▶ About this exercise
Please find all lines in the data that hold the string "bird" and copy them.

▶ Entries supplied
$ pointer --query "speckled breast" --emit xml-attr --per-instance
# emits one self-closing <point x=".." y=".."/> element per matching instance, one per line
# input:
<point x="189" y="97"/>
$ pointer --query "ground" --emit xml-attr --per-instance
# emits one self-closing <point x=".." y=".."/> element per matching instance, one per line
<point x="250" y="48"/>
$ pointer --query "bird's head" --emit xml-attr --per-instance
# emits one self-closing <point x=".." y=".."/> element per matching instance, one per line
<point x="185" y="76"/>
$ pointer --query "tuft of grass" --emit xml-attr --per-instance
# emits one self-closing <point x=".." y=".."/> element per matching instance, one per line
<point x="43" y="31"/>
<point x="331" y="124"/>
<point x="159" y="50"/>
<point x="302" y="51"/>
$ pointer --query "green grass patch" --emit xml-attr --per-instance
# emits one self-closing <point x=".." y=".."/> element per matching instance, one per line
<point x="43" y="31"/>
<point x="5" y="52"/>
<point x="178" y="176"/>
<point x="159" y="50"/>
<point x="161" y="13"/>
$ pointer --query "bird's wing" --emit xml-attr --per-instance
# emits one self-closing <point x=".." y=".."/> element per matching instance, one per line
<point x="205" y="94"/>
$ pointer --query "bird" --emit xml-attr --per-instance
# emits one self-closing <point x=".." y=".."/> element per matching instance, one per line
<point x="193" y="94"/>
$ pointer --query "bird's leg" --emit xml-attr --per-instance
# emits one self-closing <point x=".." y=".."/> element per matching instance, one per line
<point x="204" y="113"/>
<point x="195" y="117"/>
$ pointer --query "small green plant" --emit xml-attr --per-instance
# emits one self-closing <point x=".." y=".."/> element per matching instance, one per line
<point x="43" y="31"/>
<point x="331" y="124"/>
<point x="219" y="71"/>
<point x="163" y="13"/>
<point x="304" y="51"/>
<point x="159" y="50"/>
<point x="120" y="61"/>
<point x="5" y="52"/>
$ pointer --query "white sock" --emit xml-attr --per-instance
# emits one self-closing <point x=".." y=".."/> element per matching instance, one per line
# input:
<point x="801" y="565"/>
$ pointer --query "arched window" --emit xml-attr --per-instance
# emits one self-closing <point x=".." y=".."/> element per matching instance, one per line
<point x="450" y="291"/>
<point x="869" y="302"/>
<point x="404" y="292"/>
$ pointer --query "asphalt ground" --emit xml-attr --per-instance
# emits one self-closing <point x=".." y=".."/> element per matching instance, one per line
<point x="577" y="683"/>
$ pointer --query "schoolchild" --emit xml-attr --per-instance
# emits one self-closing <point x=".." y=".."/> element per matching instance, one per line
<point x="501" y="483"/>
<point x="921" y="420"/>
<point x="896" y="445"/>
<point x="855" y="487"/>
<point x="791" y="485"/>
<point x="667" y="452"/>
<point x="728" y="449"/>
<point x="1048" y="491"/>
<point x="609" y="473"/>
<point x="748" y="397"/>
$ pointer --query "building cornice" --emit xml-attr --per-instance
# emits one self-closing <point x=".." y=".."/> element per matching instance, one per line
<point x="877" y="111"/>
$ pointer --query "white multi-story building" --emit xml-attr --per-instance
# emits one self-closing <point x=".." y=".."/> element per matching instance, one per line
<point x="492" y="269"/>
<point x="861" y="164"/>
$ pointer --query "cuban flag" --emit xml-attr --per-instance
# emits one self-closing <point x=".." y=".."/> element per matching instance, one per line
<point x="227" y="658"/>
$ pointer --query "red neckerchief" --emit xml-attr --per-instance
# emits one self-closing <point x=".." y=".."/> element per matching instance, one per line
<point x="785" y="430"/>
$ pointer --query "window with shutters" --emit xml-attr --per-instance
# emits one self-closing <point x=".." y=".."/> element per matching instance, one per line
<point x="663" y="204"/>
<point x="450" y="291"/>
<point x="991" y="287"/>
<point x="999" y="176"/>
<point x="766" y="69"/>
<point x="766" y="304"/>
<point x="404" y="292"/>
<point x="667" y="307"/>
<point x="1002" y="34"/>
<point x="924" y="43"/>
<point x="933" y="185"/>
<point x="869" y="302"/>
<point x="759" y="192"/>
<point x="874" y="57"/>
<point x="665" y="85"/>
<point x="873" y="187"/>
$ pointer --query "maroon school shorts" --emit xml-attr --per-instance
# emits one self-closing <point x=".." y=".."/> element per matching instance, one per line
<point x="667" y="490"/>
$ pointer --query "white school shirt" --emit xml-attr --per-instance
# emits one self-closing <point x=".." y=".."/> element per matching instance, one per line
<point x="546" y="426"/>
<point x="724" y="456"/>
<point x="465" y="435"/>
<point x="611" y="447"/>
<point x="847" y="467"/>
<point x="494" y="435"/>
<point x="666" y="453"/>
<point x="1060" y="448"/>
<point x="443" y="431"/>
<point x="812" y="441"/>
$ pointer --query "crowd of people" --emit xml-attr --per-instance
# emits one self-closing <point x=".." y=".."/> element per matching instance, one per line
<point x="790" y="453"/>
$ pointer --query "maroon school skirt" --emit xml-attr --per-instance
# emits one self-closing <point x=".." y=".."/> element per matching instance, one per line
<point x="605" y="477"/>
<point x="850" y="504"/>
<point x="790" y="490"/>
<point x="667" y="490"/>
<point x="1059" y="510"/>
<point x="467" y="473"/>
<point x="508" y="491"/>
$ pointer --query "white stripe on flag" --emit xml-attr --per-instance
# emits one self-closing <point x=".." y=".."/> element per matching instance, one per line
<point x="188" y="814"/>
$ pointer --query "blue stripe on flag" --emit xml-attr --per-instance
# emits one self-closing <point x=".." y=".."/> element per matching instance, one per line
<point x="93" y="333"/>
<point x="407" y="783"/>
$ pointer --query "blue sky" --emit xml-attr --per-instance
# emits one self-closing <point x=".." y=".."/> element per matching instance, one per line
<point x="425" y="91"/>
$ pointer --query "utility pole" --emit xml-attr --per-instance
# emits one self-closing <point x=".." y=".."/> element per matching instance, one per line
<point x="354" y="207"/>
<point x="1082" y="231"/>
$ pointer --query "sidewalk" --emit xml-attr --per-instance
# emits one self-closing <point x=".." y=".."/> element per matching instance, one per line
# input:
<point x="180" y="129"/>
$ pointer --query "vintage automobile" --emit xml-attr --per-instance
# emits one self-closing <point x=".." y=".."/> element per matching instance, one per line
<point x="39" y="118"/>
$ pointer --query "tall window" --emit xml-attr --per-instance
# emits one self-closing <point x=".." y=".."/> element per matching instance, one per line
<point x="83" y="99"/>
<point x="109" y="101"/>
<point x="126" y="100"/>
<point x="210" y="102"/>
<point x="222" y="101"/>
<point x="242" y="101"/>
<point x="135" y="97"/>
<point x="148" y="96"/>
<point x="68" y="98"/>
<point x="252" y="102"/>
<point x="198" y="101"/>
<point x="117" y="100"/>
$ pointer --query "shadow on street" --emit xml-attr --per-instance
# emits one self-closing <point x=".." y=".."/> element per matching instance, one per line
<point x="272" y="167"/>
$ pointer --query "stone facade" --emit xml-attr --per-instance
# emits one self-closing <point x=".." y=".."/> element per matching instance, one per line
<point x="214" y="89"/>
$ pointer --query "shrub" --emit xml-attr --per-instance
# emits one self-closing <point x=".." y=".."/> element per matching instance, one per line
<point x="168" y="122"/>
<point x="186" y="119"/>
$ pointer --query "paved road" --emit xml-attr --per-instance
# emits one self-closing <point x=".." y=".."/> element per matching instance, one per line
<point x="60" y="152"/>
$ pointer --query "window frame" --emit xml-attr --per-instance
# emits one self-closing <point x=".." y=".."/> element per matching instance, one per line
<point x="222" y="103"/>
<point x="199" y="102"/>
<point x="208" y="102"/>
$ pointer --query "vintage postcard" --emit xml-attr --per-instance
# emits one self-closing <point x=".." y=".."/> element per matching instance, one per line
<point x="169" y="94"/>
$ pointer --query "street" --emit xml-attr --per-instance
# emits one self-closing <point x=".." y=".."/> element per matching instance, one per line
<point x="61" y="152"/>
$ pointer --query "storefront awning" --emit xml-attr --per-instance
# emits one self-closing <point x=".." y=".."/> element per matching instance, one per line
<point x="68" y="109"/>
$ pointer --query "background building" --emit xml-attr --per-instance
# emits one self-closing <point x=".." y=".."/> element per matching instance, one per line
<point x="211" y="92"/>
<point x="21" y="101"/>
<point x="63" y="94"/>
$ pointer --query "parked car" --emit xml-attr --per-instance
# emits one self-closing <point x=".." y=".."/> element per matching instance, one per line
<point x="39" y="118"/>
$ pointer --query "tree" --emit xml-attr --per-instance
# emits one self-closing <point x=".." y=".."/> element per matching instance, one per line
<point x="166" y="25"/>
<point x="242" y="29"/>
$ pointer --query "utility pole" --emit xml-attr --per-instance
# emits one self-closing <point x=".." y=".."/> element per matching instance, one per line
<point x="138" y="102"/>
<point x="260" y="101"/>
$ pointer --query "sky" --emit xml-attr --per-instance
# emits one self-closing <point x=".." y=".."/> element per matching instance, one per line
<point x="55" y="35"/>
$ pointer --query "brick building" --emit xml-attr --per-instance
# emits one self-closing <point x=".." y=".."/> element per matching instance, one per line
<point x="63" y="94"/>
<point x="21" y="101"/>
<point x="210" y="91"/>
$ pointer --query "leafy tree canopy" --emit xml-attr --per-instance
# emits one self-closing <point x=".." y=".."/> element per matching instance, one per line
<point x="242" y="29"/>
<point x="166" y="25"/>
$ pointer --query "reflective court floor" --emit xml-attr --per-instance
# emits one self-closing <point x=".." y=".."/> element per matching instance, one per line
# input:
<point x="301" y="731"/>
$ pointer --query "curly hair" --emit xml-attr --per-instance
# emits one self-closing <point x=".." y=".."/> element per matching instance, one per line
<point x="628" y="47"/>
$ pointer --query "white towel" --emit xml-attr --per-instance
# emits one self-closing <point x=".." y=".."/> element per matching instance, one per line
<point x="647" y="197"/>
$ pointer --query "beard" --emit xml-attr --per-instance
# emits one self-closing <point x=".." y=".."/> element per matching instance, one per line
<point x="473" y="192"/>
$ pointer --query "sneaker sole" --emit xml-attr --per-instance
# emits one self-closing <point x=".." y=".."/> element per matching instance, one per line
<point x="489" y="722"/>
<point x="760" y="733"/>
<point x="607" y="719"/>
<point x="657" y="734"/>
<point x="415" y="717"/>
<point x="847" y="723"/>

▶ Answer to the exercise
$ pointer --query "bird's head" --emit xml-attr --per-instance
$ pointer --query "bird's wing" --emit xml-attr --per-instance
$ pointer --query "bird" --emit xml-attr --per-instance
$ pointer --query "bird's leg" --emit xml-attr --per-instance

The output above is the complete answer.